> **WORK INSTRUCTIONS**
Reproduce every line of the entries from the line containing "Mark each instance of the yellow" through the end of the entries. Shift each x and y coordinate in the answer points by -37, and leave all other lines unchanged.

— START DATA SUPPLIED —

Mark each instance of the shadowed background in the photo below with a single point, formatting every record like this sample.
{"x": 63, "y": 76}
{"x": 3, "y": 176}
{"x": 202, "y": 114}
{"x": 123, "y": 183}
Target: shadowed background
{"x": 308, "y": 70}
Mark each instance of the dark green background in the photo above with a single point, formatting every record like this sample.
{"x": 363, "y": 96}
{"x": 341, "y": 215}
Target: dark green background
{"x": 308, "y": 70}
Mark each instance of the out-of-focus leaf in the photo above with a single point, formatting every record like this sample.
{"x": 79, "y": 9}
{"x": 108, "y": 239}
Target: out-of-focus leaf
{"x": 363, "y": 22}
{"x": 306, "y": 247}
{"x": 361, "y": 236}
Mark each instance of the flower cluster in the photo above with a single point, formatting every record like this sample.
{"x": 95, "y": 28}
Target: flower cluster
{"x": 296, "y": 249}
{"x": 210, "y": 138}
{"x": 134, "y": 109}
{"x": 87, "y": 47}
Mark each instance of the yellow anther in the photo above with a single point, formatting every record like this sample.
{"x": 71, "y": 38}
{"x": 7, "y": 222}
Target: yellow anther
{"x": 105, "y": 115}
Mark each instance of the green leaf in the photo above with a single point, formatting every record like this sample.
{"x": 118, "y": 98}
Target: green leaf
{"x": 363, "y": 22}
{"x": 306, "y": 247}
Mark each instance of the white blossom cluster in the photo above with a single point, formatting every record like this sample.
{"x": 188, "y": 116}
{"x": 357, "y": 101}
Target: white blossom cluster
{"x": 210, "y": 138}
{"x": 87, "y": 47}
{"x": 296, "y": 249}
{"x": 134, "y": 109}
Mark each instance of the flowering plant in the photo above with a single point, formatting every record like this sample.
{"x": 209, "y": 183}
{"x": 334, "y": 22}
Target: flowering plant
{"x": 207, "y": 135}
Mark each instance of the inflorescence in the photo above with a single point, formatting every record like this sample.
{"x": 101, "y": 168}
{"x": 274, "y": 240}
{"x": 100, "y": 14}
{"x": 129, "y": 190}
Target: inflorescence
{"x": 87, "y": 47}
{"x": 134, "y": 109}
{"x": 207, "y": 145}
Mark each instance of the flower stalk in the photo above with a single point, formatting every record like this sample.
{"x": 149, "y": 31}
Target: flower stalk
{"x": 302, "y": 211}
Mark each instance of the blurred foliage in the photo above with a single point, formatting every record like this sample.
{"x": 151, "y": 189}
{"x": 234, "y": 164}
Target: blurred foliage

— END DATA SUPPLIED —

> **REPLY TO THE EXERCISE**
Mark each instance of the yellow anther in the photo above with a single point, formatting every record like this sample.
{"x": 71, "y": 38}
{"x": 7, "y": 222}
Target: yellow anther
{"x": 68, "y": 78}
Mark each instance of the green leaf in the photo above with a single point, formatting every record like this sample.
{"x": 118, "y": 98}
Target: green leaf
{"x": 326, "y": -15}
{"x": 269, "y": 210}
Mark each instance of the white blossom cluster in the photo above with a single point, formatting every record like this sample.
{"x": 188, "y": 116}
{"x": 357, "y": 101}
Target: white blossom cluster
{"x": 173, "y": 101}
{"x": 50, "y": 10}
{"x": 259, "y": 212}
{"x": 97, "y": 72}
Mark each instance of the flowering plant in the photo above with a single point, formatting every record like this sample.
{"x": 209, "y": 183}
{"x": 334, "y": 22}
Target: flowering plant
{"x": 170, "y": 98}
Mark each instance of the inflorescence in the photo above with a single point, formatting every record like this sample.
{"x": 101, "y": 168}
{"x": 274, "y": 240}
{"x": 100, "y": 14}
{"x": 129, "y": 190}
Target: inflorescence
{"x": 50, "y": 10}
{"x": 97, "y": 72}
{"x": 170, "y": 108}
Mark each instance of the flower stalk in the photo above with a single point, formatting every record like this sample.
{"x": 149, "y": 31}
Target: flower stalk
{"x": 265, "y": 174}
Mark each instance of the blurred foliage in the photo above with a single point, formatting every record like this sample.
{"x": 151, "y": 189}
{"x": 234, "y": 164}
Target: blurred foliage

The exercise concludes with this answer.